This endowment was established in 1990 by the Joshua Green Foundation in support of the University of Washington’s Medical Scientist Training Program in the School of Medicine. Graduates of this program complete the requirements for both an M.D. and Ph.D. degree and are equipped with the knowledge of human disease and advanced skills in laboratory research which enables them to bridge the clinical and basic sciences.

John Green had three sons, Thomas, George, and Joshua. With the spirit of pioneers, the three set out from the Maryland family home in 1824, bound for Texas. Joshua and Thomas stopped long before reaching that goal, finding opportunity in Jackson, Mississippi, where they opened a drug store. Joshua’s son William Green married Bentonia Harrison, and a son, named Joshua, was born in 1869, in the former mansion of the governor of Mississippi.

William Green’s family moved to Seattle in 1886, when Joshua was 17 years old. Joshua found jobs as a chainman on a surveying crew and as a purser on a sternwheeler steamer known as the Henry Bailey, one of the historic mosquito fleet vessels that connected Seattle to settlements along the Canadian border. Anxious to own a business, Green persuaded three fellow officers of the Henry Bailey to become partners in a 100-foot sternwheeler steamer called The Fanny Lake. The partners expanded their fleet, and created a side business of selling and delivering wholesale goods to customers in outlying towns. The firm was eventually named La Conner Trading and Transportation Co., with Joshua Green as president.

EXERCISE PROMPT: Carry on the account of the Joshua Green endowment and Joshua Green's life from its last sentence. The listing that comes next is unrelated material, apart from the Joshua Green text.

DATA BLOCK:
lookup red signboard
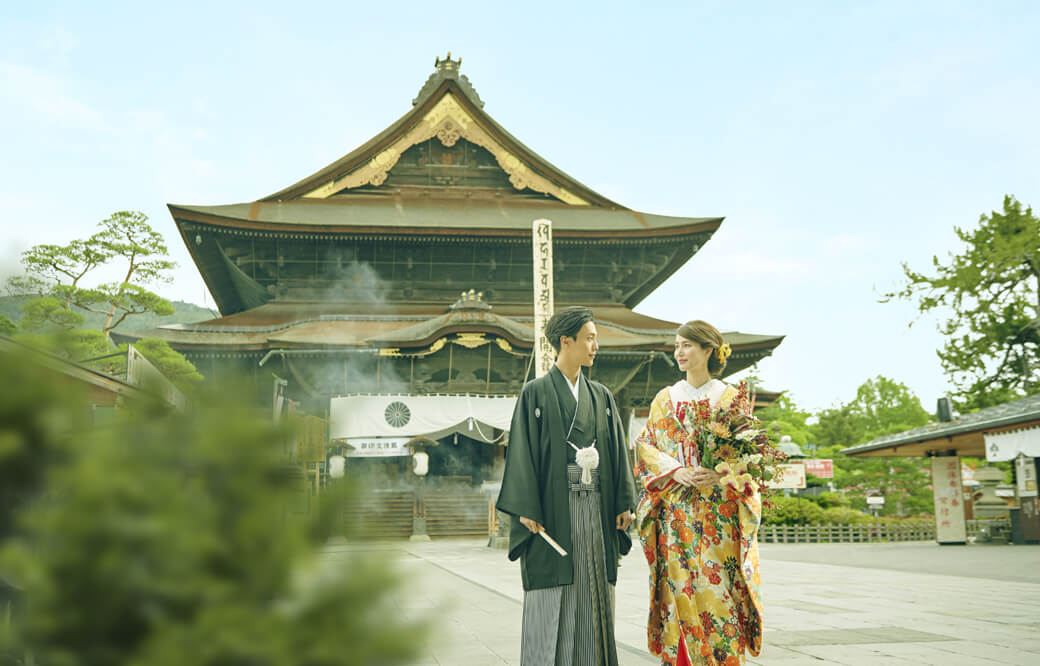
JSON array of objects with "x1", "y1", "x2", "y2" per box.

ANSWER TO THIS EXERCISE:
In 1913, Green founded the Puget Sound Navigation Co., a cross-Sound ferry service. However, the construction of paved highways caused many passengers to abandon the steamers for their own automobiles, and the new interurban Puget Sound Electric Railway moved people faster than Green’s ships. He sold most of his shares in the company in 1926.

Joshua Green developed a new interest that would prove fortuitous: banking. In 1925, he purchased Peoples Saving Bank and changed the name to Peoples Bank of Trust Co. By 1949, when Green’s son, Joshua Jr., was named president of the bank, it had deposits of $128 million and was serving 103,000 customers. By 1969, the year Joshua Green turned 100, deposits surged to $400 million. Joshua Green died at the age of 105 in 1975.